- _Selected text_:
· · · · · · ·

Start off at the asian market quality green teas that are fairly
inexpensive, and then move into more expensive versions of the ones you
liked from specialty stores or online vendors.


Reading your post makes me wish I could take a course, say an evening
or weekend class, in "How to enjoy fine quality teas". Maybe repeat
once a year at ever higher levels.

I have never seen any such course, and I am quite sure there are none
in my country. Maybe elsewhere?

When I first moved from "Black Currant tea", a black tea flavoured
with fruit concentrate, to Ti Kuan Yin and Pai Mu Tan, my tea merchant
told me that the ultimate goal would be green teas, but that there
could be a long learning curve before I was able to appreciate it
fully.

Twenty years have passed since then. I am still moving in the
direction he predicted, and I buy the most expensive teas I can find,
but I have not arrived to the real green ones yet. I think a course
would be nice.

Not online, mind you. There are things you can learn online, but not
this one. (Just to say don't bother setting one up because it'll
flunk.)

· · · · · · ·

- _Given entries_:
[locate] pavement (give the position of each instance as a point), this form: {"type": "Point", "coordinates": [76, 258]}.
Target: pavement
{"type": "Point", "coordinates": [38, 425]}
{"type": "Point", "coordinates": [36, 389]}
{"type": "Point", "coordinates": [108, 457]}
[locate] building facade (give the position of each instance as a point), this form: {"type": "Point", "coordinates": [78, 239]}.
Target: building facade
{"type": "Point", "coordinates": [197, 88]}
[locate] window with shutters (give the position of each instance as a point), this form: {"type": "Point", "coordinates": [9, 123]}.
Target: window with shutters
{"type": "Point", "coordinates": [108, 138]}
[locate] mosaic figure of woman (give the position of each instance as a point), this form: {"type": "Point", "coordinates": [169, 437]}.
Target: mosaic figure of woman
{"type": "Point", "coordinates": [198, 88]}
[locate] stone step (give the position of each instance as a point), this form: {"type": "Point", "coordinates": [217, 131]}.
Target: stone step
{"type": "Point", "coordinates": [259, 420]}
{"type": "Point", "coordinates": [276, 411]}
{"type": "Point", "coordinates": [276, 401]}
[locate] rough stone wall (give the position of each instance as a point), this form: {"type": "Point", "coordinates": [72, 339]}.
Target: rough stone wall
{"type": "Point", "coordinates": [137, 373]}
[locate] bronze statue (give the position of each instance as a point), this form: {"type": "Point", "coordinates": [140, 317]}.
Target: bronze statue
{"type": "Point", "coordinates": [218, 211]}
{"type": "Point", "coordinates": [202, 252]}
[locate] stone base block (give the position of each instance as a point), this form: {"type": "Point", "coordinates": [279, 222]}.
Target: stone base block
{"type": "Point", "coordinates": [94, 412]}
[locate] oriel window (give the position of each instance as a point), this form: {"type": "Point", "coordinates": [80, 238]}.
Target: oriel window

· · · · · · ·

- _Exercise aim_: Name every tea the tea post refers to by a specific name. Work only from the tea post and ignore the listing.

- _The answer_:
Black Currant tea
Ti Kuan Yin
Pai Mu Tan